### [Task item]
Take every line from the entries below that includes the word "wrist" and copy it.

### [Raw data]
□ □ □ □

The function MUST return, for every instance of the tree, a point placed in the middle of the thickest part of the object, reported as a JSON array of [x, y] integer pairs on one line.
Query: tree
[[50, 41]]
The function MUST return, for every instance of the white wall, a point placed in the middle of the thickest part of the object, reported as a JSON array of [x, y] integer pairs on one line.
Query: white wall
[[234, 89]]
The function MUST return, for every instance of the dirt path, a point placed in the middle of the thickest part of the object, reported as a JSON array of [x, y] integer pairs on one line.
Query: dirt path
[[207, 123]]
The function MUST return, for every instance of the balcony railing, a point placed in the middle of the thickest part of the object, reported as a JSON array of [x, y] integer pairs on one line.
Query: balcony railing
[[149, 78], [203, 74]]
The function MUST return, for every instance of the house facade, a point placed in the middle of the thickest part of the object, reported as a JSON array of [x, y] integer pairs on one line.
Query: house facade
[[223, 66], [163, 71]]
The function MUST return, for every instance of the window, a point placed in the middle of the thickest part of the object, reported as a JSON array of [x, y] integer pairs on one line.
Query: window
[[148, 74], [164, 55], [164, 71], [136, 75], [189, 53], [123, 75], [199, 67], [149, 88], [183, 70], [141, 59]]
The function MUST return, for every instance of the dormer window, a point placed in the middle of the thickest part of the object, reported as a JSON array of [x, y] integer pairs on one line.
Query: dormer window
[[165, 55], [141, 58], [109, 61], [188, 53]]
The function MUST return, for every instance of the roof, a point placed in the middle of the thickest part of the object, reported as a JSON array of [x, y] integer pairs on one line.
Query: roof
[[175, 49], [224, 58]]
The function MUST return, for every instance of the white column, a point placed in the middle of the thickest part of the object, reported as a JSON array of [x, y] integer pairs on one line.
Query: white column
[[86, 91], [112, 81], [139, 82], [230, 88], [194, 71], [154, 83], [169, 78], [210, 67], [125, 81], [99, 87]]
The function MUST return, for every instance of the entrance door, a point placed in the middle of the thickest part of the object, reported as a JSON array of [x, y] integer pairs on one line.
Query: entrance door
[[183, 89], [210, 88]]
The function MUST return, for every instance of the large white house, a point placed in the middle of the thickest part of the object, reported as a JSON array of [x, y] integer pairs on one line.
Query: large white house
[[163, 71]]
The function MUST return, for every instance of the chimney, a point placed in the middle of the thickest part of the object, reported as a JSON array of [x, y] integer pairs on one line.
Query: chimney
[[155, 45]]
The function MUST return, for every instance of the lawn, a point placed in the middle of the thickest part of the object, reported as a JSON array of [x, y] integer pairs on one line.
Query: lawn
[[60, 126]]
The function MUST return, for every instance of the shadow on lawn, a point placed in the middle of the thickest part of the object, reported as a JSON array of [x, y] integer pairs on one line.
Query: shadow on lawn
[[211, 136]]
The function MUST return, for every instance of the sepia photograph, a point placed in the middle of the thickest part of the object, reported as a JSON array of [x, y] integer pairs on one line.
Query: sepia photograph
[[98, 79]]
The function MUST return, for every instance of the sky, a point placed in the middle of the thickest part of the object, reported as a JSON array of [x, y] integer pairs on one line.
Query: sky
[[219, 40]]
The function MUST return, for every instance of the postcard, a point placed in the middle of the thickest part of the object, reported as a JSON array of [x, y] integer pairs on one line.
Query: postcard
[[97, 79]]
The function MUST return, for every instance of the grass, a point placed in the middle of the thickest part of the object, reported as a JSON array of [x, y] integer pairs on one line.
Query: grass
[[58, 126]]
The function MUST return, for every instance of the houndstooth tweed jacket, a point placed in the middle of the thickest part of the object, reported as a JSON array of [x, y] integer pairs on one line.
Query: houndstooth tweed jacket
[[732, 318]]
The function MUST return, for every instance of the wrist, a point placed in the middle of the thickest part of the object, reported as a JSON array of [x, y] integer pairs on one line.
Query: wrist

□ □ □ □

### [Finished exercise]
The function MUST return, for every instance of the wrist, a point placed in the middle of the thickest part of the object, reported as a JSON array of [x, y] integer pairs on one line.
Query: wrist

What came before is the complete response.